-- start MATERIAL FOR THIS EXERCISE --
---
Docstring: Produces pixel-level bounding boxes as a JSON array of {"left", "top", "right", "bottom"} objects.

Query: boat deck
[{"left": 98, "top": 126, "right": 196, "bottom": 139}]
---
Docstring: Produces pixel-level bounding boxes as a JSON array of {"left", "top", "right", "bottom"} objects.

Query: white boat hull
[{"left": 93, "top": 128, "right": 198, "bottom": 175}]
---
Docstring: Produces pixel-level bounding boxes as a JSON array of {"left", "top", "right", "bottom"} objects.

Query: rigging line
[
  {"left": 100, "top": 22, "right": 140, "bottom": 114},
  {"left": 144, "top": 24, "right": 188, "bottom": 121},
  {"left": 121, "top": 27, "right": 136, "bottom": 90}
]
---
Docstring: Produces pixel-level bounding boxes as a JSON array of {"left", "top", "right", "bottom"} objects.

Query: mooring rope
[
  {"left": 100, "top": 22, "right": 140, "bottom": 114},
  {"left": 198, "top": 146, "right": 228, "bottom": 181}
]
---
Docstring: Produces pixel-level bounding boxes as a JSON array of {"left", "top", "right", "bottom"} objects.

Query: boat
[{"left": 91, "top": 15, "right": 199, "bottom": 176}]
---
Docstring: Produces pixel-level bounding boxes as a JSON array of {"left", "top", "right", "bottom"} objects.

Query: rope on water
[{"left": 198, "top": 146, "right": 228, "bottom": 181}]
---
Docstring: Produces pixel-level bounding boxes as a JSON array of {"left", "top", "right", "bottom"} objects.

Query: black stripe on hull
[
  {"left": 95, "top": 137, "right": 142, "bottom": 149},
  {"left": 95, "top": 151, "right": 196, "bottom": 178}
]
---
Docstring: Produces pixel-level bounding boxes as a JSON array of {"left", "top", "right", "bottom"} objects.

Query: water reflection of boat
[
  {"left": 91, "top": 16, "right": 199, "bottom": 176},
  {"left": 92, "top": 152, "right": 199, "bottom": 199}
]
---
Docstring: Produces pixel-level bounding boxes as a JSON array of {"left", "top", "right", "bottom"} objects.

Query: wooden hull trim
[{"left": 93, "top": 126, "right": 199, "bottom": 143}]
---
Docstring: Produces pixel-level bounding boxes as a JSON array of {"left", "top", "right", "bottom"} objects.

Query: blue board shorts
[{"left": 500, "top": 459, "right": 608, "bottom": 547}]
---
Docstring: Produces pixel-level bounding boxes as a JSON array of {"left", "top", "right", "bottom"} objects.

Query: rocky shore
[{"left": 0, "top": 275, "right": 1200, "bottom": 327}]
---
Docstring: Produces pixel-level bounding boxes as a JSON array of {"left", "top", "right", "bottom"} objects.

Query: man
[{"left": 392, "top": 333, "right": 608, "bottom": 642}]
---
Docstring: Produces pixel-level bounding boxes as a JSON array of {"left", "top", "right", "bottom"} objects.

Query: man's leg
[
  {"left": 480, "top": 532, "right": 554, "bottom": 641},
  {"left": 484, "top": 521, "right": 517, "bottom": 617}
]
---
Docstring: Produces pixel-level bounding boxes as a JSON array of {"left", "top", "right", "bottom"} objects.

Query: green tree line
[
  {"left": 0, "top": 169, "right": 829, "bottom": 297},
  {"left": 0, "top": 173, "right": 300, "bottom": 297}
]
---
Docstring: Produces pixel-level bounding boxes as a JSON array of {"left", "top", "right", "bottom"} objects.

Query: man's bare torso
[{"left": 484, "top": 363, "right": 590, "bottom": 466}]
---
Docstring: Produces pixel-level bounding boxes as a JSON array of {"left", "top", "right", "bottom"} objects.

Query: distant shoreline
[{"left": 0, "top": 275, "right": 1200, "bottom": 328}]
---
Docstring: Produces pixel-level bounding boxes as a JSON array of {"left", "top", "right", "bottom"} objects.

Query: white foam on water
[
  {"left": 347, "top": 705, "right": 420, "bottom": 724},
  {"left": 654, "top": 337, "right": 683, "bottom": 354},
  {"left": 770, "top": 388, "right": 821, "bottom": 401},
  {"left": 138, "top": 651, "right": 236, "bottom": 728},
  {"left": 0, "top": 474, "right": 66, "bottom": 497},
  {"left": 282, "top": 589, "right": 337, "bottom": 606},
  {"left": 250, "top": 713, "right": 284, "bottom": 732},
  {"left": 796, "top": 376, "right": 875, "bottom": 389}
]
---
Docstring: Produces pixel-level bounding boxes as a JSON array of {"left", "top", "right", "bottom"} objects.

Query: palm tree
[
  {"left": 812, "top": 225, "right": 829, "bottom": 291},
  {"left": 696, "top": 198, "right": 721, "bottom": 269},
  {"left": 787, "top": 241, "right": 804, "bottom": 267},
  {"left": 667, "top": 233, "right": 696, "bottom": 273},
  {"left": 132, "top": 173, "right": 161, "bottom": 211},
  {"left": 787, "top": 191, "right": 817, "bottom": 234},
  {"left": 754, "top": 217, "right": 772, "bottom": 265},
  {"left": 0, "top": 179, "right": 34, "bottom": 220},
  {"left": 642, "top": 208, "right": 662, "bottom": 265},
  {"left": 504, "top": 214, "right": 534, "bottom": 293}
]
-- end MATERIAL FOR THIS EXERCISE --
REQUIRED WORK:
Pull out every line of the records above that contains the word "tree".

RESULT FOR THIS TASK:
Query: green tree line
Query: palm tree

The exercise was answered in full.